FRAGMENTO DEL DOCUMENTO

El 1 de mayo, Chilton remitía a Eden un nuevo despacho en el que le describía los paralelismos entre la situación española y la rusa con anterioridad al golpe bolchevique de octubre de 1917. Como Kérensky, el actual gobierno era sólo un paso hacia la revolución comunista:

«[…] la perniciosa propaganda comunista se está inoculando en los jóvenes de la nación… Peor todavía fue la sensación de que el gobierno español, débil y cargado de dudas, había dejado el poder en manos del proletariado»[105].

A mediados del mes siguiente, Norman King, el cónsul británico en Barcelona, enviaba otro informe realmente alarmante:

«España se encuentra otra vez al borde del caos si es que ya no está en él […] Actualmente, toda la tendencia en España da la sensación de ser centrifuga […] El gobierno conoce el peligro y está tratando de reafirmar su autoridad. Puede que tenga un éxito pasajero pero tiene en contra la situación y sus partidarios de la extrema izquierda parecen encontrarse ya fuera de control […] si la actual situación de disturbios conduce a la guerra civil, lo que no es improbable, los extremistas de izquierda ganarán la partida»[106].

EJERCICIO PROPUESTO 1
Según el fragmento, ¿por qué comparaba Chilton al gobierno español con el de Kérensky? Responde en una o dos oraciones.

LISTADO PROPORCIONADO

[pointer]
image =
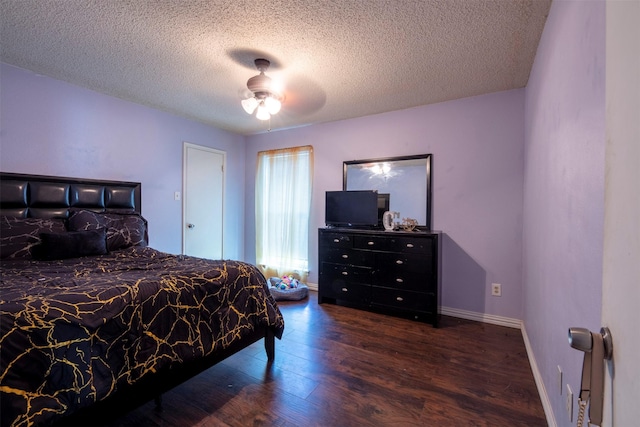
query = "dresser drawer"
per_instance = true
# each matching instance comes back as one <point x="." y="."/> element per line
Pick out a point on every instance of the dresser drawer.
<point x="345" y="273"/>
<point x="345" y="282"/>
<point x="349" y="256"/>
<point x="412" y="245"/>
<point x="374" y="243"/>
<point x="405" y="281"/>
<point x="335" y="240"/>
<point x="402" y="299"/>
<point x="397" y="262"/>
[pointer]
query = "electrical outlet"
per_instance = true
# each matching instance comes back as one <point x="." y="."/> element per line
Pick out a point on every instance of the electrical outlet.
<point x="560" y="379"/>
<point x="496" y="289"/>
<point x="569" y="403"/>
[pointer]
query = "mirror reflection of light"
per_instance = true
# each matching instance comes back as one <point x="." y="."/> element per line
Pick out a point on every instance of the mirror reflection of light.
<point x="383" y="169"/>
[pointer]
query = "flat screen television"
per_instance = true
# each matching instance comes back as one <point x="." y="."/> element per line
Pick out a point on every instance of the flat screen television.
<point x="351" y="209"/>
<point x="383" y="206"/>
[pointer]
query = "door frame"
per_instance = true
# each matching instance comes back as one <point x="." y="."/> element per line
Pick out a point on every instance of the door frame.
<point x="185" y="146"/>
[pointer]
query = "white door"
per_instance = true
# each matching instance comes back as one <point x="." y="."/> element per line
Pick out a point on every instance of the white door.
<point x="203" y="201"/>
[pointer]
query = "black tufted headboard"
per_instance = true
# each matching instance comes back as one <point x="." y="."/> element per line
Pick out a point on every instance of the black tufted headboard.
<point x="40" y="196"/>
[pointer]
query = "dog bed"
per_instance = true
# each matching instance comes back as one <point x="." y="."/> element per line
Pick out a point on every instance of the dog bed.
<point x="287" y="294"/>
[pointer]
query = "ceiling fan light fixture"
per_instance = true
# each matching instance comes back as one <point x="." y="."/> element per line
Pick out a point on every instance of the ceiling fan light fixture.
<point x="264" y="100"/>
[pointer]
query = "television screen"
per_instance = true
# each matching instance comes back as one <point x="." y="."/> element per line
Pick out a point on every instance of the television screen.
<point x="351" y="208"/>
<point x="383" y="206"/>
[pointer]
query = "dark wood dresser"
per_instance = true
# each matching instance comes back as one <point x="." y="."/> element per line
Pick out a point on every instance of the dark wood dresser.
<point x="391" y="271"/>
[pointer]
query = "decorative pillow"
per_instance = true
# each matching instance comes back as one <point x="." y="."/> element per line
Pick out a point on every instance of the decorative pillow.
<point x="18" y="236"/>
<point x="72" y="244"/>
<point x="123" y="229"/>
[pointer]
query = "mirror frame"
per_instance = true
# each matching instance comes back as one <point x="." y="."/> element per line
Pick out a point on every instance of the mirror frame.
<point x="428" y="159"/>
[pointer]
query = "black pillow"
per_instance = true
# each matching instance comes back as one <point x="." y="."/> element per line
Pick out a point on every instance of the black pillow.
<point x="72" y="244"/>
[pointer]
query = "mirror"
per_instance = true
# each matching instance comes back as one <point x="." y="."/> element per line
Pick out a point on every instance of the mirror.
<point x="406" y="179"/>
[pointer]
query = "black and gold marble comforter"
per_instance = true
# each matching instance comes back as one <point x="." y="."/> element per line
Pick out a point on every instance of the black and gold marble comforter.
<point x="74" y="330"/>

EJERCICIO PROPUESTO 2
Muestra, por favor, todas las líneas del listado que contienen la cadena "mirror".

RESULTADO 1
Porque, para Chilton, la situación española se parecía a la de Rusia antes del golpe bolchevique de octubre de 1917. Como el de Kérensky, el gobierno español era sólo un paso hacia la revolución comunista.

RESULTADO 2
query = "mirror reflection of light"
Pick out a point on every instance of the mirror reflection of light.
query = "mirror frame"
Pick out a point on every instance of the mirror frame.
query = "mirror"
Pick out a point on every instance of the mirror.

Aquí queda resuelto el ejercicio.